# [WHAT TO DO]
From the listing, pick out every line that contains the string "instances". Letter case counts.
....................
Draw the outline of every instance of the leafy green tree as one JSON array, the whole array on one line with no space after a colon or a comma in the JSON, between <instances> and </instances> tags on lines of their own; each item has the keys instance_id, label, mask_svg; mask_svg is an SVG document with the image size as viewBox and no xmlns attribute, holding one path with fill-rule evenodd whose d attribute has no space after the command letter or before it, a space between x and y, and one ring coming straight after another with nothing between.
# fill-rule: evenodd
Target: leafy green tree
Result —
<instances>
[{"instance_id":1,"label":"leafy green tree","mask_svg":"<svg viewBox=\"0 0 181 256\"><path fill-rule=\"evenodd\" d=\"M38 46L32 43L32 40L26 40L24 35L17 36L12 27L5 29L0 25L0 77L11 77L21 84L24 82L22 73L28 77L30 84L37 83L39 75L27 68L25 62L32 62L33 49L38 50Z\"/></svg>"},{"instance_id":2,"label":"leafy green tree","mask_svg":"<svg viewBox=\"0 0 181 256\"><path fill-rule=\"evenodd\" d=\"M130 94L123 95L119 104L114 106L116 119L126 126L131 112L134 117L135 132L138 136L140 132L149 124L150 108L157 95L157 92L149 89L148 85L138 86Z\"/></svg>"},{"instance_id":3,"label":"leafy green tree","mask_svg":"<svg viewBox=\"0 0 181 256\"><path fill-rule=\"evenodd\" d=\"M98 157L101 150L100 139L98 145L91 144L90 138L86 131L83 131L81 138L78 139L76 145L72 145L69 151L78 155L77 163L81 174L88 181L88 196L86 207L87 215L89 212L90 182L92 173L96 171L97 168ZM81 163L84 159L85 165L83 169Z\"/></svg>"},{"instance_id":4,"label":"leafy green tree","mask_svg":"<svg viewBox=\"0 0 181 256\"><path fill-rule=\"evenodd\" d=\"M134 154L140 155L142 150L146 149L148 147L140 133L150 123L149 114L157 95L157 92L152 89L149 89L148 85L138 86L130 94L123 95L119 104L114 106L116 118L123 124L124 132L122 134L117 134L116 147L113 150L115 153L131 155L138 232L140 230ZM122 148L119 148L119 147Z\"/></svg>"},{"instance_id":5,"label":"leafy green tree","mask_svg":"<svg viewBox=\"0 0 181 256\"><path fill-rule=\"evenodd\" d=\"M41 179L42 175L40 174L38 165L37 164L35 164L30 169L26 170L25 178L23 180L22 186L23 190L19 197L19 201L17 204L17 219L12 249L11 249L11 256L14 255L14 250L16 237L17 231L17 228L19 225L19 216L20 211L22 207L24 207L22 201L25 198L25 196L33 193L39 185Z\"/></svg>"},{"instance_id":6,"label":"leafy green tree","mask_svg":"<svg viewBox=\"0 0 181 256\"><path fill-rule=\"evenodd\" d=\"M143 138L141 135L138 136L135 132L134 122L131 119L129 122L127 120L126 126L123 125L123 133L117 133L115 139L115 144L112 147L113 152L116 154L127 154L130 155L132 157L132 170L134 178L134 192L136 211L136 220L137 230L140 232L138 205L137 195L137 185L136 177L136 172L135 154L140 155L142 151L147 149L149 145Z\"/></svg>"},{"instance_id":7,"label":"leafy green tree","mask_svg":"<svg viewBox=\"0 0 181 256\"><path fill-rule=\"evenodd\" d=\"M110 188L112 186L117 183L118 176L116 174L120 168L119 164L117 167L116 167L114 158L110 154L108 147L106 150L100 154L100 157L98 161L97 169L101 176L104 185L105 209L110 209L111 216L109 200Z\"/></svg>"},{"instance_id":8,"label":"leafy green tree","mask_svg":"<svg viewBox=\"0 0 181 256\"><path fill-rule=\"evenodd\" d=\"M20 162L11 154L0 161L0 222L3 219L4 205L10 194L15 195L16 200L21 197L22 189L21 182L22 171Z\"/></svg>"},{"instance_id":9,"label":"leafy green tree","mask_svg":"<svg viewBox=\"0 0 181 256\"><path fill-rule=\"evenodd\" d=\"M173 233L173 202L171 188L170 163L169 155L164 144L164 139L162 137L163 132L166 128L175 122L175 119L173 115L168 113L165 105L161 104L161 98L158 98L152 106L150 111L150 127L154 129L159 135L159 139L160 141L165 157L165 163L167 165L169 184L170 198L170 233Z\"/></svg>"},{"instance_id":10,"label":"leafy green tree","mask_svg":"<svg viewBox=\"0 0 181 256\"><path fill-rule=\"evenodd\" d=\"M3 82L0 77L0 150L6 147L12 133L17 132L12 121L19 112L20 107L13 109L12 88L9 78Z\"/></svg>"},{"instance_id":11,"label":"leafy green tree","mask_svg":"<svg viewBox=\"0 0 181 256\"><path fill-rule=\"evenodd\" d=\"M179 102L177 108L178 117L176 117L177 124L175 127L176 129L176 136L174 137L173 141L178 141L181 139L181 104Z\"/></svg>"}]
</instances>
....................
# [TASK RESPONSE]
Draw the outline of every instance of the leafy green tree as one JSON array, the whole array on one line with no space after a colon or a comma in the JSON, between <instances> and </instances> tags on lines of their own; each item has the keys instance_id, label, mask_svg; mask_svg is an SVG document with the image size as viewBox and no xmlns attribute, holding one path with fill-rule evenodd whose d attribute has no space after the command letter or before it, a space between x and y, and one ring coming straight after another with nothing between.
<instances>
</instances>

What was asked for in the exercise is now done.